* **Action item**: Could you say how many lines below contain the word "practicing"? Give the number with no other text.

* **Provided information**:

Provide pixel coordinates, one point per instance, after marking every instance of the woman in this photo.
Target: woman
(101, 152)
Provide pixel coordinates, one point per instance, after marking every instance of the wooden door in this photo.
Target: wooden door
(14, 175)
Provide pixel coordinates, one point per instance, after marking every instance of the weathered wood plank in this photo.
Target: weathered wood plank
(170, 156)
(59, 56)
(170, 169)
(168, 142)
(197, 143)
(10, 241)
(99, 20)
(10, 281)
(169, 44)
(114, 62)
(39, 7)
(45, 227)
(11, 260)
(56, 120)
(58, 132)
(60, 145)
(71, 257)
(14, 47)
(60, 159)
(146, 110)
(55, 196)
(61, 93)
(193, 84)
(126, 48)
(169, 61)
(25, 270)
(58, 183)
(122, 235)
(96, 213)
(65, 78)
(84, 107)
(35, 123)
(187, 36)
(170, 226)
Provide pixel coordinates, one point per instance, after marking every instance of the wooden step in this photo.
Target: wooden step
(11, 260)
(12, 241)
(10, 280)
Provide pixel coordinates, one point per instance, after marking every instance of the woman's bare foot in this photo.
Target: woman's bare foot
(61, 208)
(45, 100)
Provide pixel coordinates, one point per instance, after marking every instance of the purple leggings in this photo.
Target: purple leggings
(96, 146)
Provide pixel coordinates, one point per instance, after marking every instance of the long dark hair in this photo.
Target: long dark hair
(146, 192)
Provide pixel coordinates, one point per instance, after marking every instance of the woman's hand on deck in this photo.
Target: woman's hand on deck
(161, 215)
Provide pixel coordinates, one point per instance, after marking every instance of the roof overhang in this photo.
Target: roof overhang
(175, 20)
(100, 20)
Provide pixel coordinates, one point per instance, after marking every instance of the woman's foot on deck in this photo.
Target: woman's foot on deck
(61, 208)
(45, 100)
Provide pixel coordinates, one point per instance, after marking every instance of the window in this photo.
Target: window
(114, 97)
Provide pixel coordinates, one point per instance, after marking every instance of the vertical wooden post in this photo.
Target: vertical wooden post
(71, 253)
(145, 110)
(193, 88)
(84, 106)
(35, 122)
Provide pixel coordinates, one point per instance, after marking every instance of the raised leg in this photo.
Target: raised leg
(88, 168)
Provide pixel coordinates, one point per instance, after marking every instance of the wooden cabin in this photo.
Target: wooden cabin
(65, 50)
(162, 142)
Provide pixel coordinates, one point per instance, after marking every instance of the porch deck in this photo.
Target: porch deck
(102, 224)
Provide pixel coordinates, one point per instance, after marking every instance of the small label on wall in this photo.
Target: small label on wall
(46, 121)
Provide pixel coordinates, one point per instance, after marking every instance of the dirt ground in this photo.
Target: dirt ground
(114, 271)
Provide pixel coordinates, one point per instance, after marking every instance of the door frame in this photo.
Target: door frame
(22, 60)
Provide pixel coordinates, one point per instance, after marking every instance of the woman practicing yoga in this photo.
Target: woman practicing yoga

* **Answer**: 2